#### [PAGE EXTRACT]
■ ■ ■ ■ ■ ■ ■

It does sound like the temperature gage is off and will need to be fixed to avoid destroying more food. I prefer gas to electric ovens.
 
Gas ovens fluctuate around the set temperature, in order to maintain an overall even temperature.

The test given above is a simple one, that you can do before getting someone out to repair it.
Type of gas was questioned because the jets are specific for each type. Some appliances will not work on a different gas.
 
Good luck with your oven, yes, if your adjustments don't work, it is better to be safe than sorry with gas for sure. I have used both gas and electric ovens..and I do like the chance to get the perfect temperatures with gas however,..over all I prefer electric because I find it much safer. I will never forget when I was in college..I had a gas oven in a trailer I was living in for a short period time.and there was a large boom every time I lit the oven. I used it twice.it scared me to death!
 
I think you need to have your oven looked at if it is being that unpredictable. Gas stoves and ovens are ones that can be controlled very easy and are good to cook with. I am looking at getting one myself. If your oven is not working as it should then there is probably something wrong with the temperature.

■ ■ ■ ■ ■ ■ ■

#### [JOB A]
List every general claim the oven discussion makes about how gas ovens, stoves or appliances work. Leave out personal preferences and anecdotes.

■ ■ ■ ■ ■ ■ ■

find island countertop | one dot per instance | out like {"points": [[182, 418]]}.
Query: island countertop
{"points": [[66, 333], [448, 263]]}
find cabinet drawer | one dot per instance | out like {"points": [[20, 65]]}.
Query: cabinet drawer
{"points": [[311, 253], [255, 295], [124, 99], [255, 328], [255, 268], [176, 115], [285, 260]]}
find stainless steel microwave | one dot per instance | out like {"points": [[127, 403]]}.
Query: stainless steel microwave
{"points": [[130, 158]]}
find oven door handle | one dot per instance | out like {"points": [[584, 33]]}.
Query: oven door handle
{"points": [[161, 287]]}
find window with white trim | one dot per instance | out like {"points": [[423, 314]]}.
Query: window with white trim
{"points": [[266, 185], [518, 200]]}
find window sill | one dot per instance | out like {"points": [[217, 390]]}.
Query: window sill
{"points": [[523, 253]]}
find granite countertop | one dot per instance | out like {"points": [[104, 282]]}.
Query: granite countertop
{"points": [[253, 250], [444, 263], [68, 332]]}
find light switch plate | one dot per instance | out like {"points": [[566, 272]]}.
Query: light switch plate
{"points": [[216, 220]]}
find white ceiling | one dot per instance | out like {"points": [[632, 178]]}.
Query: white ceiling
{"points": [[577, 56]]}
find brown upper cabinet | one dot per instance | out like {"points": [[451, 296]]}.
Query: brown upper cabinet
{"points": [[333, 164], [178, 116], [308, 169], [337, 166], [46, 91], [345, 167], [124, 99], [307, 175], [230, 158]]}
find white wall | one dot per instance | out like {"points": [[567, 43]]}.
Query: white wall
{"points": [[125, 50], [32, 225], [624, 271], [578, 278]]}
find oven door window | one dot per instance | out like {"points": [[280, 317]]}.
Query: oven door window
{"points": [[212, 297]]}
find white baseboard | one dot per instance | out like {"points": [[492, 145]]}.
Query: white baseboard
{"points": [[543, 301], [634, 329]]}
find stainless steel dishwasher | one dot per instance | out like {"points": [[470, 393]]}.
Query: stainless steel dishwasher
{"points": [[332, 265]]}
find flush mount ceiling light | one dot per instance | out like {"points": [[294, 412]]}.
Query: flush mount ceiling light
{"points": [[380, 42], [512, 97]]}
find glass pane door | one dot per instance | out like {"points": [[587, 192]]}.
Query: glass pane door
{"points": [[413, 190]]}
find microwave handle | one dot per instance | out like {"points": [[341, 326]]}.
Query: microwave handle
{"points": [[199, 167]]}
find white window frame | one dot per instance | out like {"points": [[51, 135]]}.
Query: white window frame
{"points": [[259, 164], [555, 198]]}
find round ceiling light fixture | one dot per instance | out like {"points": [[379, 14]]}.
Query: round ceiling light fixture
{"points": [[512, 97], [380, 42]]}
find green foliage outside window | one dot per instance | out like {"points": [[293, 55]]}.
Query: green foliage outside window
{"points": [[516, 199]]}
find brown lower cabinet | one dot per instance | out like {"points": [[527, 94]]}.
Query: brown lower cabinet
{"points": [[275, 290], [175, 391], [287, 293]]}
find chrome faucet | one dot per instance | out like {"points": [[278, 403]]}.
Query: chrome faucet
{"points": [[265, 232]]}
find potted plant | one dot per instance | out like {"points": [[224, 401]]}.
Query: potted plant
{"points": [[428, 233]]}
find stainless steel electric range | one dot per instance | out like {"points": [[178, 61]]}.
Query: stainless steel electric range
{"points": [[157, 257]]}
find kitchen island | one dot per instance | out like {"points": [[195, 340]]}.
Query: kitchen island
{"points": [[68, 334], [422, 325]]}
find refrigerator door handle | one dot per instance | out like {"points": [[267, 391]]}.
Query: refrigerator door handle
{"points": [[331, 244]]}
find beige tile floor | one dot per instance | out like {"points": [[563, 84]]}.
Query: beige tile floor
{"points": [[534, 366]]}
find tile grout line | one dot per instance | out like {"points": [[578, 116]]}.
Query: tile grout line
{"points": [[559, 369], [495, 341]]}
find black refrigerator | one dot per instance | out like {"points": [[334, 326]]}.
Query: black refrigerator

■ ■ ■ ■ ■ ■ ■

#### [JOB B]
Print the lines of the listing from the one containing "find chrome faucet" up to and including the final line of the listing.

#### [FINAL RESULT A]
1. Gas ovens fluctuate around the set temperature to keep an overall even temperature.
2. The jets are specific to each type of gas.
3. Some appliances will not work on a different gas.
4. Gas offers the chance to get perfect temperatures.
5. Gas stoves and ovens can be controlled very easily and are good to cook with.

#### [FINAL RESULT B]
find chrome faucet | one dot per instance | out like {"points": [[278, 403]]}.
Query: chrome faucet
{"points": [[265, 232]]}
find potted plant | one dot per instance | out like {"points": [[224, 401]]}.
Query: potted plant
{"points": [[428, 233]]}
find stainless steel electric range | one dot per instance | out like {"points": [[178, 61]]}.
Query: stainless steel electric range
{"points": [[157, 257]]}
find kitchen island | one dot per instance | out like {"points": [[195, 340]]}.
Query: kitchen island
{"points": [[68, 334], [422, 325]]}
find refrigerator door handle | one dot per instance | out like {"points": [[267, 391]]}.
Query: refrigerator door handle
{"points": [[331, 244]]}
find beige tile floor | one dot per instance | out like {"points": [[563, 84]]}.
Query: beige tile floor
{"points": [[534, 366]]}
find tile grout line | one dot per instance | out like {"points": [[578, 116]]}.
Query: tile grout line
{"points": [[559, 369], [495, 341]]}
find black refrigerator | one dot per instance | out like {"points": [[334, 326]]}.
Query: black refrigerator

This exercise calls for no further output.